> [Exercise details]
Please copy each of the entries below word for word, omitting the pictures.

Pointing data excerpts:

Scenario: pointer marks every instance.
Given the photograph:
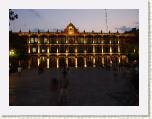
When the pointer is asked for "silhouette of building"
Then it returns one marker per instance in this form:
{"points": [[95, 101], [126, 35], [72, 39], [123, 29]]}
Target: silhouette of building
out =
{"points": [[72, 48]]}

> [Written solution]
Scenario: pointer marks every instance.
Given the photograph:
When the pointer is asked for "silhouette of building"
Then it returns one marker per instance in this form:
{"points": [[95, 101], [126, 35], [72, 39], [123, 29]]}
Target: silhouette of building
out =
{"points": [[72, 48]]}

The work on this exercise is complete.